# Dataset records

● ● ● ● ●

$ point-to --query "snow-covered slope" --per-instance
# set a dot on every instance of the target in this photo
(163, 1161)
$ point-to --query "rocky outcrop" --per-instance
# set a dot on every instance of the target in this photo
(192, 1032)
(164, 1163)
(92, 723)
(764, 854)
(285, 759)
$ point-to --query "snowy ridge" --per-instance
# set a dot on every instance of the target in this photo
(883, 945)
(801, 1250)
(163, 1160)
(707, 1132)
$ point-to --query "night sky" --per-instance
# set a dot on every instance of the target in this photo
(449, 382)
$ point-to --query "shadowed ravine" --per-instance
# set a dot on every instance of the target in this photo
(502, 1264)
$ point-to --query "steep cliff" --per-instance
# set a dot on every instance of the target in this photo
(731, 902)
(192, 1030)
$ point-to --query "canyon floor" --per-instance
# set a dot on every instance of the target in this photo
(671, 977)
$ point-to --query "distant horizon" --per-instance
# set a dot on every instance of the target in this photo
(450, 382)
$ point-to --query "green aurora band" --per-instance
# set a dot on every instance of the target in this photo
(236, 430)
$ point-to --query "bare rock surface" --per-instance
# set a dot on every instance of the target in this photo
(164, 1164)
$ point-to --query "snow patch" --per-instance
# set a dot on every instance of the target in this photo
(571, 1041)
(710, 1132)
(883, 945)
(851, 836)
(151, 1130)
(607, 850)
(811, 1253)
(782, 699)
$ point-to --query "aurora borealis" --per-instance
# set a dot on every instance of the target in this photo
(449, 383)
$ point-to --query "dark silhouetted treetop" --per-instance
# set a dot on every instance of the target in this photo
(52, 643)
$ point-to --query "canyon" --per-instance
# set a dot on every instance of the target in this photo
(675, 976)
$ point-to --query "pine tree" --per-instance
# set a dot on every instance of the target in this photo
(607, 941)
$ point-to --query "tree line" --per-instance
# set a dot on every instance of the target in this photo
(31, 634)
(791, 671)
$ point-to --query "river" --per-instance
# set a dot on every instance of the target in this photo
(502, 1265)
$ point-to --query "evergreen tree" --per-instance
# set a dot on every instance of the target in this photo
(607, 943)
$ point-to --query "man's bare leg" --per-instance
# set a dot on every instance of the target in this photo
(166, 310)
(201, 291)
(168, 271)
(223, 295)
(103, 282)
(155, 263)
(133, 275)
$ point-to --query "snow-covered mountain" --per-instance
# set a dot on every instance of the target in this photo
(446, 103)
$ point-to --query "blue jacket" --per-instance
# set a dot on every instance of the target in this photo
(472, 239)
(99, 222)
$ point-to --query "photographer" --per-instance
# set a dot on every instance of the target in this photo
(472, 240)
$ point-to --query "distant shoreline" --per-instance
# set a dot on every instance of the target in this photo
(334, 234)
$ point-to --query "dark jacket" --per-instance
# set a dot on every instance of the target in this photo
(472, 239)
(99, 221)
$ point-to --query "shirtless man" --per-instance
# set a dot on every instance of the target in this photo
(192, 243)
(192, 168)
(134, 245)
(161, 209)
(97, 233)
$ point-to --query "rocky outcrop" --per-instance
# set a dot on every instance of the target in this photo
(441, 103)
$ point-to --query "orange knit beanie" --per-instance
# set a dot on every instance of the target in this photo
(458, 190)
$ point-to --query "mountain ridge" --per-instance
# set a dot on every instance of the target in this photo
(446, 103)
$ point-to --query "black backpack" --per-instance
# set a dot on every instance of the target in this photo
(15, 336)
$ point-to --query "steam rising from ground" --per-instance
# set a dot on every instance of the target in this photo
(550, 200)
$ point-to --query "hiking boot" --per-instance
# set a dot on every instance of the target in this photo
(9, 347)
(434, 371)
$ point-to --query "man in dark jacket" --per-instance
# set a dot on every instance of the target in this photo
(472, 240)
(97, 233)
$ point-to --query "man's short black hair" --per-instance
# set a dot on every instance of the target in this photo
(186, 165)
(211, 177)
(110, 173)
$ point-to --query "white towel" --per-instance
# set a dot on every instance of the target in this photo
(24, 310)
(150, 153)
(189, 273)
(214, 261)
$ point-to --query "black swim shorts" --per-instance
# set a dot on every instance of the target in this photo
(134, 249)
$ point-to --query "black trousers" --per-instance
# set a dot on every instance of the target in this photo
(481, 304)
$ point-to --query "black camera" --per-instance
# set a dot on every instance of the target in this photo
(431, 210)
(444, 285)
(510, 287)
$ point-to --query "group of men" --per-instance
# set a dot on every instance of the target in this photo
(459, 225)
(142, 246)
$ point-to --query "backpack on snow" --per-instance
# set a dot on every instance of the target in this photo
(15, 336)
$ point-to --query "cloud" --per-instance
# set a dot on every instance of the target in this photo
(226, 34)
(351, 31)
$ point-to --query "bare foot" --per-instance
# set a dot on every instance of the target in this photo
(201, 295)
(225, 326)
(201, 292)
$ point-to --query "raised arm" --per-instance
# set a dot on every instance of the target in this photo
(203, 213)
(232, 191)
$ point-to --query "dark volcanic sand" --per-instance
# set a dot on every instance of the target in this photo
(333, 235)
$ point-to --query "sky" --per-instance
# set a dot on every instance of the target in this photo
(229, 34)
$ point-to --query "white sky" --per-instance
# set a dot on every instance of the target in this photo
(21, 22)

● ● ● ● ●

# Given request
Reproduce the records above verbatim, from their first line through the line that contains "(502, 1264)", including both of those lines and nothing after them.

# Solved exercise
$ point-to --query "snow-covered slope" --per-instance
# set a dot on every instance of the target in this photo
(163, 1161)
$ point-to --query "rocky outcrop" --per-instance
# set a dot on every instance of the target in this photo
(192, 1032)
(164, 1163)
(92, 723)
(764, 854)
(285, 759)
$ point-to --query "snowy ridge" --per-instance
# set a dot on every instance of the target in this photo
(883, 945)
(801, 1250)
(163, 1160)
(707, 1132)
$ point-to --query "night sky" --per-instance
# set a dot on every instance of the target in this photo
(449, 382)
$ point-to --query "shadowed ravine" --per-instance
# set a dot on every instance of the target in this photo
(502, 1264)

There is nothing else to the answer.